**Records**
━━━━━━━━━━━━━━━━━━━━━━━━━━━━━━

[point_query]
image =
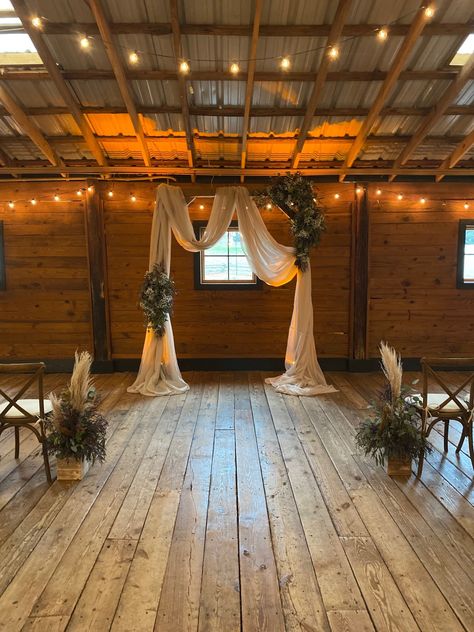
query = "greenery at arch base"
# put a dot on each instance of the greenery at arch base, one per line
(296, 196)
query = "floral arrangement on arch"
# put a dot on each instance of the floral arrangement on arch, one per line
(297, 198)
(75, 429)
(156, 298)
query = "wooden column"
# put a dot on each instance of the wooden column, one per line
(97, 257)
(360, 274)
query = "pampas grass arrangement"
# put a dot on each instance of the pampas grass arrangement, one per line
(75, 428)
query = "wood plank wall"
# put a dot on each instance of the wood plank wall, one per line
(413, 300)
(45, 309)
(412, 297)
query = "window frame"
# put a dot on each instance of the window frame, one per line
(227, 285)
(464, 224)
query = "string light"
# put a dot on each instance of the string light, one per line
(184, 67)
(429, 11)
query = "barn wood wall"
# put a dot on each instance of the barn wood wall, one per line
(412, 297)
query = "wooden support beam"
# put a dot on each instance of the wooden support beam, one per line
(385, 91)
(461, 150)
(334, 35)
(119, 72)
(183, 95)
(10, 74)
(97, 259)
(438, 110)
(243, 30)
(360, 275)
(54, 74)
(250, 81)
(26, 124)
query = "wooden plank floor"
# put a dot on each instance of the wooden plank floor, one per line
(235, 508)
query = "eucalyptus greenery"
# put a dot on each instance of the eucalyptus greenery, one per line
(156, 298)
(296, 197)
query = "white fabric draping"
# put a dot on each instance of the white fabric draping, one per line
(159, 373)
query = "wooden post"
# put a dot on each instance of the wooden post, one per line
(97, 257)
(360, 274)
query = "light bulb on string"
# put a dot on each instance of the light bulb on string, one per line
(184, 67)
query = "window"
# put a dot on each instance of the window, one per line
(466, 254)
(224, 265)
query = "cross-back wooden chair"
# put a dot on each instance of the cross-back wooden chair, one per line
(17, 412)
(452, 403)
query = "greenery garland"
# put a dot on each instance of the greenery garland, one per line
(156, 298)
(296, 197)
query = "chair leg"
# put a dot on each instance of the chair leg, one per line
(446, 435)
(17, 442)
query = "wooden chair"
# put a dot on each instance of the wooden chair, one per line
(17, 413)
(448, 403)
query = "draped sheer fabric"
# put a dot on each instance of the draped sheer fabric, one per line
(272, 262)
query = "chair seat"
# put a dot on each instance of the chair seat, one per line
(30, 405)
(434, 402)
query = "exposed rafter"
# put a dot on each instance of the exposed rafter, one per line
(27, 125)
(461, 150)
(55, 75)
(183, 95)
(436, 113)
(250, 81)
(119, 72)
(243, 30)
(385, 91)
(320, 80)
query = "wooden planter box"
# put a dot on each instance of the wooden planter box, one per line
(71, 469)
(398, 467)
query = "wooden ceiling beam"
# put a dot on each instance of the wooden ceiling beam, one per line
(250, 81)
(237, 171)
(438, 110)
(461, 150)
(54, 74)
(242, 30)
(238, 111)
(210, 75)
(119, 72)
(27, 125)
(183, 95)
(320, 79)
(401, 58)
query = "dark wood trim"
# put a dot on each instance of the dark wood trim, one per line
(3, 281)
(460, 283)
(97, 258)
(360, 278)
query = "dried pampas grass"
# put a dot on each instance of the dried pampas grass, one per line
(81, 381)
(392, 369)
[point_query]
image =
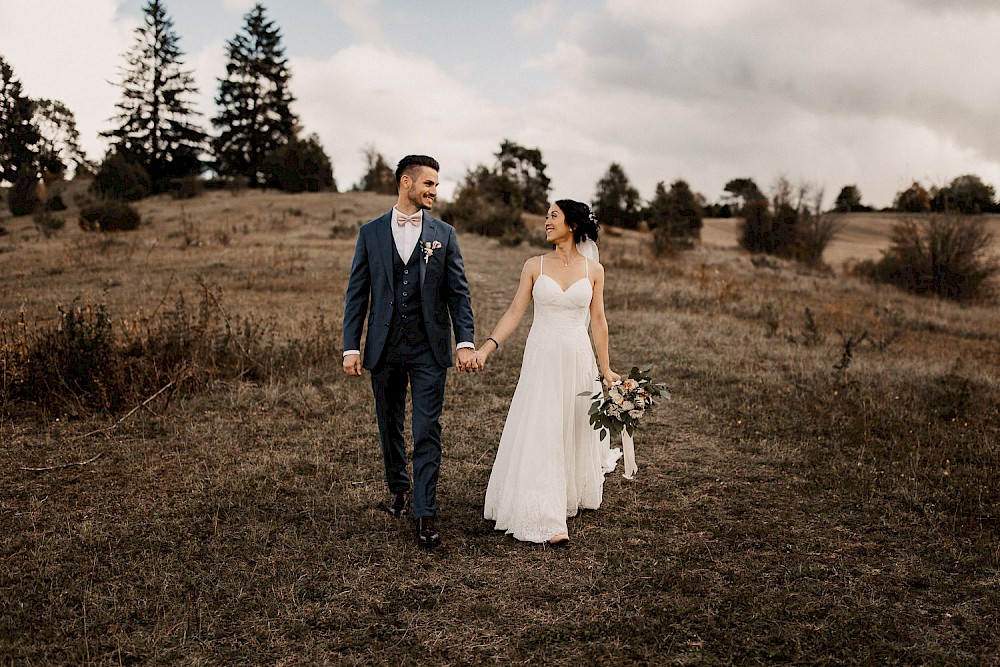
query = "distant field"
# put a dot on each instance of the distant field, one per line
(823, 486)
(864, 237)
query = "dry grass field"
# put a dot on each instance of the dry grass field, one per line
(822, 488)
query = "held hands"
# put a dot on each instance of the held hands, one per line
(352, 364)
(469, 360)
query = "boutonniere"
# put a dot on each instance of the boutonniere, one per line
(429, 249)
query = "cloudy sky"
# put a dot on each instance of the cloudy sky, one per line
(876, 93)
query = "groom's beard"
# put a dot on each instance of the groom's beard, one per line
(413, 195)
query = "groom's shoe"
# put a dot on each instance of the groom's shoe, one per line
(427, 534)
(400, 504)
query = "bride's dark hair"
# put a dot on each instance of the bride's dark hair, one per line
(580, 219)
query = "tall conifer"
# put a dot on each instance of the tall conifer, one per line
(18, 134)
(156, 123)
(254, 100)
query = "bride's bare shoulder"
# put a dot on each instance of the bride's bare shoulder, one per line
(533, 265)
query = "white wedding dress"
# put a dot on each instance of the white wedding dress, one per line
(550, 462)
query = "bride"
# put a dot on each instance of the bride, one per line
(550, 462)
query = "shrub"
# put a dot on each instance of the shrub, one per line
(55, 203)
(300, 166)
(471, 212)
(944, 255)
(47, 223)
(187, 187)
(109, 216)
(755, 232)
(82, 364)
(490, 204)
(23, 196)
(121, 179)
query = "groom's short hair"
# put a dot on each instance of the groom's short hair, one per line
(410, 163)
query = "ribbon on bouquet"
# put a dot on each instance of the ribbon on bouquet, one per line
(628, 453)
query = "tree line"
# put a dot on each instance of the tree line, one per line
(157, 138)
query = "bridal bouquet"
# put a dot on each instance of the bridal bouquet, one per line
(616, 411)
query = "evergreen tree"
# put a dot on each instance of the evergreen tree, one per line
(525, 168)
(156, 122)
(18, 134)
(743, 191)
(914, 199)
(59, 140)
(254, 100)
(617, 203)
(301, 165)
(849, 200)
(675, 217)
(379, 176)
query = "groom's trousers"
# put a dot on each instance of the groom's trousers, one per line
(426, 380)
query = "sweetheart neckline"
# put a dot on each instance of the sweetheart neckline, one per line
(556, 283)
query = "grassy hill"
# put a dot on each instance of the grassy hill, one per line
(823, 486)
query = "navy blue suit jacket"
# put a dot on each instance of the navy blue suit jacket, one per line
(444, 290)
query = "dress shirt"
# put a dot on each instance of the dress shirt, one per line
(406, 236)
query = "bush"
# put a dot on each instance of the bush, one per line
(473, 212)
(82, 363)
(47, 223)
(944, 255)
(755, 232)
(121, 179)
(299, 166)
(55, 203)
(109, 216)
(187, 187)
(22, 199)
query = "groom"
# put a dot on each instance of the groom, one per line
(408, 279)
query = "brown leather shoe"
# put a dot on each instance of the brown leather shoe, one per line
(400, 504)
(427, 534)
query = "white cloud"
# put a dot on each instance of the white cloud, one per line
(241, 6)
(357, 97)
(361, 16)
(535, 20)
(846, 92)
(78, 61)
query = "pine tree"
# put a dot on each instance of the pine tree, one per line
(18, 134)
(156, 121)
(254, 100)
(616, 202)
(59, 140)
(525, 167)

━━━━━━━━━━━━━━━━━━━━━━━━━━━━━━

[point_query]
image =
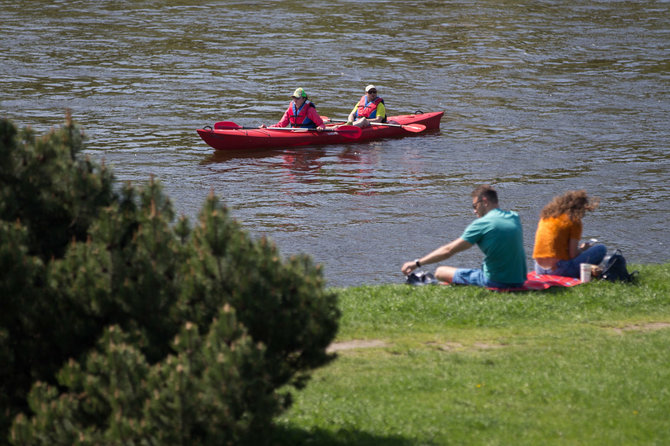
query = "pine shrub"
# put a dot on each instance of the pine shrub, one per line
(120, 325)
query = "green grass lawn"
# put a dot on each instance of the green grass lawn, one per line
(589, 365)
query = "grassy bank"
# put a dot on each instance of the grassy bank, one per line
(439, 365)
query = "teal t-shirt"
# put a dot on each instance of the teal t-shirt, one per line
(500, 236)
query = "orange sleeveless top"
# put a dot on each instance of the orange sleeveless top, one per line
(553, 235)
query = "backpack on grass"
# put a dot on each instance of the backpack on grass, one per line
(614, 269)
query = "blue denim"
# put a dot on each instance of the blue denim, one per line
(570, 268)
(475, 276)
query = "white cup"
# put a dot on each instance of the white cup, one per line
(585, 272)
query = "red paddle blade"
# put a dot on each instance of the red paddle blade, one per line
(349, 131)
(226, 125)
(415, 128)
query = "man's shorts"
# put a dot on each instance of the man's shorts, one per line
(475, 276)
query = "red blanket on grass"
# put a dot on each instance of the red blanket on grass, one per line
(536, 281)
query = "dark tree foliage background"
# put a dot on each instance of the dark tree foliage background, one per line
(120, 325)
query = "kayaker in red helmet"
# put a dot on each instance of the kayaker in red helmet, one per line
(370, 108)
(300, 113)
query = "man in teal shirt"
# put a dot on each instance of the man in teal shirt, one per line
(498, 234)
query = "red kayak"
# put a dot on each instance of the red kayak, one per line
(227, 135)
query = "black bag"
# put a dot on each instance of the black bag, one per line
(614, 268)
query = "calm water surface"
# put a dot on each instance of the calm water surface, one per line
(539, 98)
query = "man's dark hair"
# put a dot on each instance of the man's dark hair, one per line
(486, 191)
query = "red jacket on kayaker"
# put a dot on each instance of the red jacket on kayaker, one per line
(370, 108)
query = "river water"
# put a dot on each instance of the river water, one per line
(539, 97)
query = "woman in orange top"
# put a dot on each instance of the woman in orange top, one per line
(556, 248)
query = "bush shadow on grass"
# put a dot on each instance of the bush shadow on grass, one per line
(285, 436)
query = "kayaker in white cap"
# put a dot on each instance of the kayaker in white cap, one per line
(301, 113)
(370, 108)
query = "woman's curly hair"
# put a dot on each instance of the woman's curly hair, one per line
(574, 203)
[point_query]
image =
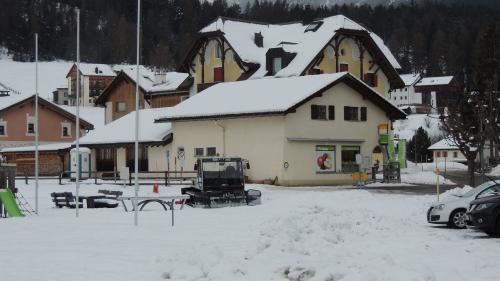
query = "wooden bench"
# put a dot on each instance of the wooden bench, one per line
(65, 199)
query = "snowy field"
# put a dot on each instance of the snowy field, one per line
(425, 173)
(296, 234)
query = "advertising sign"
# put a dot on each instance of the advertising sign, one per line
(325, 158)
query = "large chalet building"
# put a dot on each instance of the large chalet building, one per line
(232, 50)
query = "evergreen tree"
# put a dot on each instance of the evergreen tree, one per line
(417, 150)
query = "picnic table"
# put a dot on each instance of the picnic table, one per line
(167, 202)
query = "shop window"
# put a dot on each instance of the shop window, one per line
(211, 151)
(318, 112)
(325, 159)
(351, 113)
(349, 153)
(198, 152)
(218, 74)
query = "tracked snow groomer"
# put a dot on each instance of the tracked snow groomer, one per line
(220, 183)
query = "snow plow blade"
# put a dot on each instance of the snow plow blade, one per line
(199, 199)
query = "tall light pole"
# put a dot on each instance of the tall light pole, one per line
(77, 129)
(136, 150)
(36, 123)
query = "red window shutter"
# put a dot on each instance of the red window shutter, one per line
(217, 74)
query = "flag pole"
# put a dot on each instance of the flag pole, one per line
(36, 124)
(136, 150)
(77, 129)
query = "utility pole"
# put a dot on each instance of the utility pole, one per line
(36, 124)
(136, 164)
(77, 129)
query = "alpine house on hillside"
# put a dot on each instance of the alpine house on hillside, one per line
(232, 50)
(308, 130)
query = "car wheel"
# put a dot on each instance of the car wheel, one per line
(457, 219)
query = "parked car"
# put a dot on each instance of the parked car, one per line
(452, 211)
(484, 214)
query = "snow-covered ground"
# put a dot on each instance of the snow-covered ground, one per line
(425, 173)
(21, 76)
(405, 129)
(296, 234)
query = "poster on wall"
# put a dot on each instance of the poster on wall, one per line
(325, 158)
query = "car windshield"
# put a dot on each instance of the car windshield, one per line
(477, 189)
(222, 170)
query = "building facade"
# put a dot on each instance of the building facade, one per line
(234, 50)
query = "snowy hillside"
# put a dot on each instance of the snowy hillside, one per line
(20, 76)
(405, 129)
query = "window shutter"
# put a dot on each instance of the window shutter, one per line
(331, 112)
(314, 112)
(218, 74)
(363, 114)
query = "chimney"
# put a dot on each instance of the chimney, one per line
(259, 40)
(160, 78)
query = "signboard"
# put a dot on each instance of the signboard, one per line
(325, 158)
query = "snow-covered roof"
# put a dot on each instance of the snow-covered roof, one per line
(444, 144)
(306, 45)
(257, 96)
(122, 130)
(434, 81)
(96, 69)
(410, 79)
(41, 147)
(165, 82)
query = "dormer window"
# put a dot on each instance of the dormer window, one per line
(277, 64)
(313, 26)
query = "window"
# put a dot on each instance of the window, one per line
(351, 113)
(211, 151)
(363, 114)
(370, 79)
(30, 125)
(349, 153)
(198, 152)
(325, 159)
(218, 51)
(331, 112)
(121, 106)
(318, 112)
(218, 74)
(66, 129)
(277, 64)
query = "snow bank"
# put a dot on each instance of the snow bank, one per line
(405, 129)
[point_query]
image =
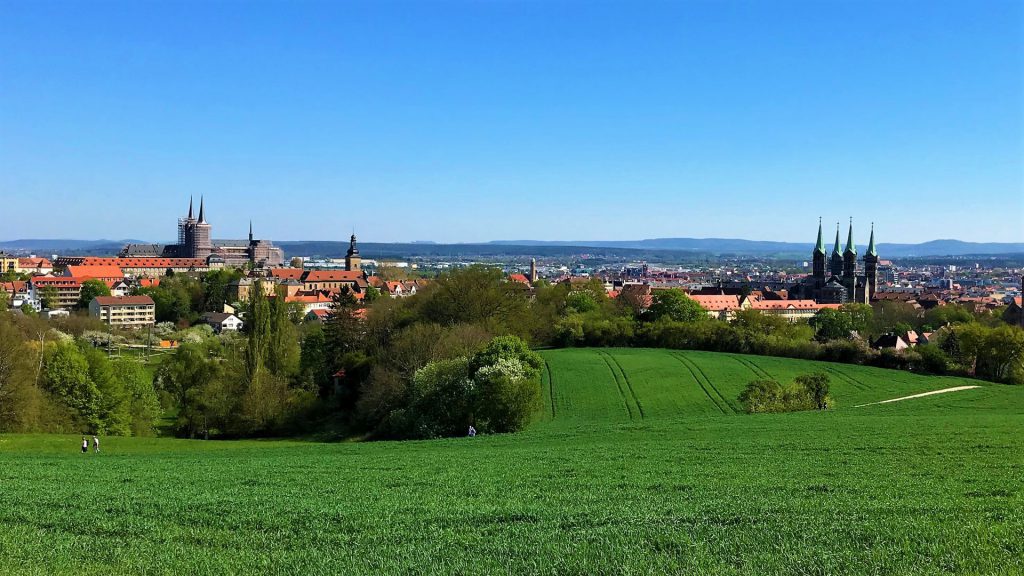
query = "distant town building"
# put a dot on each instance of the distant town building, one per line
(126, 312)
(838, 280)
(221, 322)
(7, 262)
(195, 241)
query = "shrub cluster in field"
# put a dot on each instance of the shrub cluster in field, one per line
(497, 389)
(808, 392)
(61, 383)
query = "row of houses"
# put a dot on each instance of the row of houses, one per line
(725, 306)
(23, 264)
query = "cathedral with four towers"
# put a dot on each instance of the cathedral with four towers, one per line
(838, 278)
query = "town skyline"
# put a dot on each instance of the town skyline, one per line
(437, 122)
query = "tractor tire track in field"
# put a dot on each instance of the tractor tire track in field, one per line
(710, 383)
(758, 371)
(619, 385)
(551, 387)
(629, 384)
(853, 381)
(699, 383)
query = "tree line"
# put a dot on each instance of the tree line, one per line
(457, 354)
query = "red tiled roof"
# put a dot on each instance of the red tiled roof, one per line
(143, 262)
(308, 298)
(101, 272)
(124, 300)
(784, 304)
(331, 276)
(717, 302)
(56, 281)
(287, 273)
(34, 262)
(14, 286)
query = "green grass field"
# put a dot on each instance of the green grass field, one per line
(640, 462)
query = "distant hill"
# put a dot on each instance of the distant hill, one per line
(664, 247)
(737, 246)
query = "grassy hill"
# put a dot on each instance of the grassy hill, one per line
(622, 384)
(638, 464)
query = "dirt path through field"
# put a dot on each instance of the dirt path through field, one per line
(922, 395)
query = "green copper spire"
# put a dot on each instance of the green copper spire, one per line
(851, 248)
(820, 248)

━━━━━━━━━━━━━━━━━━━━━━━━━━━━━━

**TASK**
Show every line of the records above that contains the string "sheer", matching case exactly.

**SOLUTION TO THIS PROBLEM**
query = "draped sheer fabric"
# put a dot on each instance of the draped sheer fabric, one per line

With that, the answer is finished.